##### Text

# Wife's Big Bass



## TROUT HOUND (Feb 11, 2013)

Yesterday my wife caught this 7lb 9oz bass while fishing a spinnerbait in a private lake near Athens. She is one heck of an angler and needs no assistance from me! She is impressive to watch in action.


----------



## Hoss (Feb 11, 2013)

Tell her congrats on a fine fish.

Hoss


----------



## TROUT HOUND (Feb 11, 2013)

Thank ya sir


----------



## Shug (Feb 12, 2013)

Nice fish


----------



## maughdr (Feb 12, 2013)

Great fish


----------



## beginnersluck (Feb 12, 2013)

good fish on that spinnerbait this time of year...usually don't get cranked up for me until around march.


----------



## speedcop (Feb 12, 2013)

she has put the pressure on now!


----------



## Bow Only (Feb 14, 2013)

Nice catch.  The fish is good too.


----------



## egomaniac247 (Feb 16, 2013)

Someone else used this thread title last year....and I told them they were 1 mis-typed letter away from being in huge trouble!!!


Nice feesh


----------



## seeker (Feb 17, 2013)

There's a lot of people on here that have never caught one that big.  Congratulations.


----------



## stripedbass1977 (Feb 17, 2013)

Lunker for sure! Congrats to her.


----------



## clown714 (Feb 23, 2013)

##########
##### Extracted information

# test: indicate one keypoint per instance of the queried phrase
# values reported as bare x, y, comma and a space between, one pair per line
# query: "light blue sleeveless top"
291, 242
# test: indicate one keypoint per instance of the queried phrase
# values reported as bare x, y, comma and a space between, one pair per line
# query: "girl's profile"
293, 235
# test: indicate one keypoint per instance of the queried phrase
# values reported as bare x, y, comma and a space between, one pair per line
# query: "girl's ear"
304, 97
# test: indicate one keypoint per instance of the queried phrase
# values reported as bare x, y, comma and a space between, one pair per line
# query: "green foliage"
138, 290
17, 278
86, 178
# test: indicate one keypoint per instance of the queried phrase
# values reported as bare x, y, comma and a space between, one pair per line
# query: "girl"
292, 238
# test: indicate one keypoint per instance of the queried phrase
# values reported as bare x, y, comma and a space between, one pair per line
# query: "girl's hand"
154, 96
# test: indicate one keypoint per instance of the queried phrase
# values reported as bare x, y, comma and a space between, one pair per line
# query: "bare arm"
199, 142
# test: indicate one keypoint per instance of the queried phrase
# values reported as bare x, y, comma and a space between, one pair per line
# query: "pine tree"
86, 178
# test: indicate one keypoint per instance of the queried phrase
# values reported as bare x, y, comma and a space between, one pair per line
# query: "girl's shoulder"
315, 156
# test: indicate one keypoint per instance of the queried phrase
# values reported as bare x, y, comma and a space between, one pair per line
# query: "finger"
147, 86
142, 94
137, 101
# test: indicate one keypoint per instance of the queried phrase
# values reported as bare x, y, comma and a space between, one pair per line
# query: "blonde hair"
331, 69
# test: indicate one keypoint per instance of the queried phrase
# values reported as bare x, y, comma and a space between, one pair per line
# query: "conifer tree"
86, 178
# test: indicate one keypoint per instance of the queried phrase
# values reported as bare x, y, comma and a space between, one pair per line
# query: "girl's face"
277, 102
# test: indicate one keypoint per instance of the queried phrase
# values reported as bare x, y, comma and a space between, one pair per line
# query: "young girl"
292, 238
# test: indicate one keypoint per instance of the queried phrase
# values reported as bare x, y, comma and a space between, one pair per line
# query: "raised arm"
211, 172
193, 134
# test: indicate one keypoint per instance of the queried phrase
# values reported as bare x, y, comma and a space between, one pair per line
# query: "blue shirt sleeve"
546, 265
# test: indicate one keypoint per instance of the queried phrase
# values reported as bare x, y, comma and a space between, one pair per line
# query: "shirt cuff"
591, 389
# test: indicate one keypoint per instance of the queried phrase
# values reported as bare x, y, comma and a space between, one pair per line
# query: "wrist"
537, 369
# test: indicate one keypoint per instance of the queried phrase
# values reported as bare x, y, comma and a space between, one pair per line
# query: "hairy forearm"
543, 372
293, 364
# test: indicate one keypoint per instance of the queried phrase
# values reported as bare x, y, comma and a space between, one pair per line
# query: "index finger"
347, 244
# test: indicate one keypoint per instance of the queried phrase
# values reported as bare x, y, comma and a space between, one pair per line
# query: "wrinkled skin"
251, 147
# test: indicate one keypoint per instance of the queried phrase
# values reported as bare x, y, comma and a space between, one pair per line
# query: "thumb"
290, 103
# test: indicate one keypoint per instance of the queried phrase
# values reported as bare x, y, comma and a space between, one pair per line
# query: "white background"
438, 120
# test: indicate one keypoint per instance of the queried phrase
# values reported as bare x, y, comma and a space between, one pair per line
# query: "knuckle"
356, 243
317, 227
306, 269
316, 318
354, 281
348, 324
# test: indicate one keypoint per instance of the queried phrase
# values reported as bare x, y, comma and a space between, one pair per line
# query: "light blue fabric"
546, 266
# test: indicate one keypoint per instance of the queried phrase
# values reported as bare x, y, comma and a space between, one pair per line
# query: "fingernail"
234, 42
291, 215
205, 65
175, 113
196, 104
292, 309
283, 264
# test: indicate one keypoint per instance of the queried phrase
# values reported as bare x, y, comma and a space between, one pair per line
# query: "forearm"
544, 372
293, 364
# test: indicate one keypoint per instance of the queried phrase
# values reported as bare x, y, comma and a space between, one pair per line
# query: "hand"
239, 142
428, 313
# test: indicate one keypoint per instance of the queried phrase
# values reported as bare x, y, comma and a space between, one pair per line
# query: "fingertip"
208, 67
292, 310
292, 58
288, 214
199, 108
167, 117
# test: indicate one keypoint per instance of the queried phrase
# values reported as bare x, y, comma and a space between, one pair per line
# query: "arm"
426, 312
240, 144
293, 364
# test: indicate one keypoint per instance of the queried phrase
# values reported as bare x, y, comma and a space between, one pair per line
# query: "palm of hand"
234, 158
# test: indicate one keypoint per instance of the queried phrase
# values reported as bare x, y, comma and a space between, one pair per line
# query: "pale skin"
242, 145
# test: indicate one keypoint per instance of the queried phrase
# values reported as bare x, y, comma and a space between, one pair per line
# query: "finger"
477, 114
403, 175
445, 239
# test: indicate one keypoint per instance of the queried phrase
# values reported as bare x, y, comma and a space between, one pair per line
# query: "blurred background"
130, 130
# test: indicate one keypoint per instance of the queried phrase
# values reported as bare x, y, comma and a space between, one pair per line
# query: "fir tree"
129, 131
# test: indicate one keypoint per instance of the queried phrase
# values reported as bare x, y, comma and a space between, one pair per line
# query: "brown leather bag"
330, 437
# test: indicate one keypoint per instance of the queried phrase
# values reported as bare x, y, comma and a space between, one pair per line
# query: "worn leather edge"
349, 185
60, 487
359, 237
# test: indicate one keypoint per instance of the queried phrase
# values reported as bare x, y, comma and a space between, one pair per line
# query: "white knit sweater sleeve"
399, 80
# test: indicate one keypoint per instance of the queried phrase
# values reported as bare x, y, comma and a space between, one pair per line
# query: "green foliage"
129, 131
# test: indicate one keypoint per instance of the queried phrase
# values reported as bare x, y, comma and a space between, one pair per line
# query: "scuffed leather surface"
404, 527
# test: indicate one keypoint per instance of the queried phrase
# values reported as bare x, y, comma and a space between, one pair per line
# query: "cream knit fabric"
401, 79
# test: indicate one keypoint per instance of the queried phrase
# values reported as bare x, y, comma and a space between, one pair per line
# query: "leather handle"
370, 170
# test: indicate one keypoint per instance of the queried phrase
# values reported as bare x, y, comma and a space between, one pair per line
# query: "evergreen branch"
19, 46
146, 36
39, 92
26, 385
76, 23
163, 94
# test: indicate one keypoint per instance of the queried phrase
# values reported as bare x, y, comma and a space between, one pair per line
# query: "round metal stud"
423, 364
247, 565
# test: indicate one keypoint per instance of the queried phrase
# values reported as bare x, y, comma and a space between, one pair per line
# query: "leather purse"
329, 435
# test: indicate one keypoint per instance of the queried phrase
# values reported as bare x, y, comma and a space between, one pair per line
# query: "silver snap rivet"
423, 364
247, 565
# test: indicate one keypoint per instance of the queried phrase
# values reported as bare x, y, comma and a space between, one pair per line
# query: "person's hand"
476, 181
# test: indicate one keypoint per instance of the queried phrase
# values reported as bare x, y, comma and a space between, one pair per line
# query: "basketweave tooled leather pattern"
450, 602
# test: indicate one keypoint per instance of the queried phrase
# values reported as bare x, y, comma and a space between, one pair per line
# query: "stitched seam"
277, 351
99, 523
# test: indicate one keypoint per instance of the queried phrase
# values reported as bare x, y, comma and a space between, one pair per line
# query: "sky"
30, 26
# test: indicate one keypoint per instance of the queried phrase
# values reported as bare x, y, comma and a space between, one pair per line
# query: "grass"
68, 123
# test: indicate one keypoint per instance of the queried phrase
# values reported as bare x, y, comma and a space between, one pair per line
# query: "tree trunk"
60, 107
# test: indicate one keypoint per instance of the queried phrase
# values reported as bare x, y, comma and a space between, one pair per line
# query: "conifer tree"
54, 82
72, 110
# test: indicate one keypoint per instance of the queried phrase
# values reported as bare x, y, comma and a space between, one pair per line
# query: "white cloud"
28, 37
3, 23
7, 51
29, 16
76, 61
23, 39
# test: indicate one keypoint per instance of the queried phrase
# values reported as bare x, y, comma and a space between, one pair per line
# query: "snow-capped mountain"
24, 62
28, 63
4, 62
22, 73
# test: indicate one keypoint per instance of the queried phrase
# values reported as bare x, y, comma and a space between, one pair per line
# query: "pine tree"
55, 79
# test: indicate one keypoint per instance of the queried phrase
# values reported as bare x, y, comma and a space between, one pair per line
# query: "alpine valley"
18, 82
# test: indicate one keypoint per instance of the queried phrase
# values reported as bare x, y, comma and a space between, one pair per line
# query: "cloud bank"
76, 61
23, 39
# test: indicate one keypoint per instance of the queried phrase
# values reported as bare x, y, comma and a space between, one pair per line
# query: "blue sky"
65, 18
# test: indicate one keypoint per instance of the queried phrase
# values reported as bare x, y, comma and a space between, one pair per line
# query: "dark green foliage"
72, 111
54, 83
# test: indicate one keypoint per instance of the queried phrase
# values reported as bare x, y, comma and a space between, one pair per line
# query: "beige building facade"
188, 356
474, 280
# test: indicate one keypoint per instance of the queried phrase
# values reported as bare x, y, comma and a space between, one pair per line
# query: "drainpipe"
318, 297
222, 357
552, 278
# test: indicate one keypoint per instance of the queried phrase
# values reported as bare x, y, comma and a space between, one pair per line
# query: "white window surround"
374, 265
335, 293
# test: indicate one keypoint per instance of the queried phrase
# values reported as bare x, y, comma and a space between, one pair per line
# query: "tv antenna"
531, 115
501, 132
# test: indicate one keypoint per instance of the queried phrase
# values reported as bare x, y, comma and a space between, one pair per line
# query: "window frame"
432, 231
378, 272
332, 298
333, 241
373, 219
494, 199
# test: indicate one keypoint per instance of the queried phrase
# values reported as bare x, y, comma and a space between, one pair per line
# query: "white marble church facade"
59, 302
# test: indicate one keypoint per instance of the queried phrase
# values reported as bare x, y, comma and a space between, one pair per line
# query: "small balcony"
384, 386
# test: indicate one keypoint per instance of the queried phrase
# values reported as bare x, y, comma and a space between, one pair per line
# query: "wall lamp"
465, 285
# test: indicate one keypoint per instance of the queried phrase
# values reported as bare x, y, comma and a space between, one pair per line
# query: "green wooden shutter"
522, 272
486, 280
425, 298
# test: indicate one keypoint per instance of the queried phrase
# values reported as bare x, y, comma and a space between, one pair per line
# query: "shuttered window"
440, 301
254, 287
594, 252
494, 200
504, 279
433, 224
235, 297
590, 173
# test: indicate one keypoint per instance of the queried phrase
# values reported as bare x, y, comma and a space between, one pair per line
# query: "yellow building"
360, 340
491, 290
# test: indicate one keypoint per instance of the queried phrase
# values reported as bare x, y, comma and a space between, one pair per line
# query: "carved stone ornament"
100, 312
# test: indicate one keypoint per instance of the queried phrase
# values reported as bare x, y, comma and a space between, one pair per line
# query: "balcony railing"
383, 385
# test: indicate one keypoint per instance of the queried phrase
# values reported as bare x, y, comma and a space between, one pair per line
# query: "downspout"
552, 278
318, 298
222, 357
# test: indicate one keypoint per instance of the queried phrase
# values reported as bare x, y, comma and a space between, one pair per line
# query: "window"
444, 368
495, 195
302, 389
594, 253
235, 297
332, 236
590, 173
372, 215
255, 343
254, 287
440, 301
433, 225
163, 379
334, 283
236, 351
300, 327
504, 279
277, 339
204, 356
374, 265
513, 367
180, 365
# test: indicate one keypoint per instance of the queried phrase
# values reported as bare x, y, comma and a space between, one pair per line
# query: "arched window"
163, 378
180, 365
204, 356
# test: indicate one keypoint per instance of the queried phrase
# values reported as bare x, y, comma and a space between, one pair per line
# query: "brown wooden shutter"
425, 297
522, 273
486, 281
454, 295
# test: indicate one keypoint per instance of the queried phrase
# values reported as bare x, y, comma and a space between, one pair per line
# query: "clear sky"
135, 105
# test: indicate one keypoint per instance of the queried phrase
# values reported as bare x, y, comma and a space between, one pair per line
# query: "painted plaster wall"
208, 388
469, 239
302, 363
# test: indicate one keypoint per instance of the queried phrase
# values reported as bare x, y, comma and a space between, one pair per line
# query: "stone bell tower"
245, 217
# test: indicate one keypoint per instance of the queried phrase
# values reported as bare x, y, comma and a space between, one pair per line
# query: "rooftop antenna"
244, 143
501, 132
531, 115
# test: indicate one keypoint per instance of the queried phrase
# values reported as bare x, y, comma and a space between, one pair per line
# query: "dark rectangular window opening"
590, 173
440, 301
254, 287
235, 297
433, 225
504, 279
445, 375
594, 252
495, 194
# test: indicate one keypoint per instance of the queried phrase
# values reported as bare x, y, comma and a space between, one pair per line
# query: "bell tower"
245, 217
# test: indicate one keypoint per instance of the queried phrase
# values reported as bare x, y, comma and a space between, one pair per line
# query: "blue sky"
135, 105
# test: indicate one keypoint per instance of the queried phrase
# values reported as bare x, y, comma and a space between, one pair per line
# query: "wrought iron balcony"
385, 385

##########

▶ Instruction A: Please repeat the passage of the bass fishing thread from "## Bow Only" up to and including "in huge trouble!!!".
▶ Instruction B: Go on with the bass fishing thread from the point where it stops.
The records play no part in this work.

▶ Task output A:
## Bow Only (Feb 14, 2013)

Nice catch.  The fish is good too.


----------



## egomaniac247 (Feb 16, 2013)

Someone else used this thread title last year....and I told them they were 1 mis-typed letter away from being in huge trouble!!!

▶ Task output B:
ekim22 said:


> Someone else used this thread title last year....and I told them they were 1 mis-typed letter away from being in huge trouble!!!
> 
> 
> Nice feesh





took me a second.

clown


----------



## shakey gizzard (Feb 23, 2013)

Awesome!


----------



## Hunter1357 (Feb 24, 2013)

Thats a huge bass! congrats to her


----------



## jpatton (Feb 27, 2013)

Great bass


----------



## polkhunt (Feb 27, 2013)

That's a good fish. If you are willing to say Where did the trout in the avatar come from?


----------



## cfuller6 (Feb 28, 2013)

She can barely hold that pig up!!


----------



## snuffy (Feb 28, 2013)

seeker said:


> There's a lot of people on here that have never caught one that big.  Congratulations.



That would be me. 

Great fish congratulations to her.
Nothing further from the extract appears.